**Your task**
Only the final stretch of the data is wanted: reproduce the line containing "Wildlife camera trigger: the trail-cam image above contains tail" and each line after it, exactly.

▼▼▼

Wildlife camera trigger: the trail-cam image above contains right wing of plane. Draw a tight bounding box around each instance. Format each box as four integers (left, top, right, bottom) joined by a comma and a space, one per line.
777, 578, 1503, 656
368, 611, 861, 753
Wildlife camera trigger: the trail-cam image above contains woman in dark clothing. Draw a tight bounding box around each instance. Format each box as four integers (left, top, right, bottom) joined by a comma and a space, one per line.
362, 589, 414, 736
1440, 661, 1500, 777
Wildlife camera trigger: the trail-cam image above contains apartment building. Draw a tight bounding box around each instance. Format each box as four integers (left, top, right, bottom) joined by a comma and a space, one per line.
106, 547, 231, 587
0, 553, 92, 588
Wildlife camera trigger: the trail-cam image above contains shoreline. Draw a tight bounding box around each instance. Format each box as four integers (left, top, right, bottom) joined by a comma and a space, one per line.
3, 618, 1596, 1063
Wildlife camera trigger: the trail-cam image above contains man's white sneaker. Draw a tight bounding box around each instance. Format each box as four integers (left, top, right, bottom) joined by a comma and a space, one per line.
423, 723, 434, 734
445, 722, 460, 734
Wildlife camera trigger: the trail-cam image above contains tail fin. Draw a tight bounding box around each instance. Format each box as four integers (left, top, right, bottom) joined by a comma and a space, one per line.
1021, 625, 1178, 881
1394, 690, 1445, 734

▲▲▲

**Task answer**
Wildlife camera trigger: the trail-cam image above contains tail fin. Draw a tight bounding box around each instance. Format each box as four integers (left, top, right, bottom) joined by a comma and a space, one per line.
1021, 625, 1178, 881
1394, 690, 1445, 734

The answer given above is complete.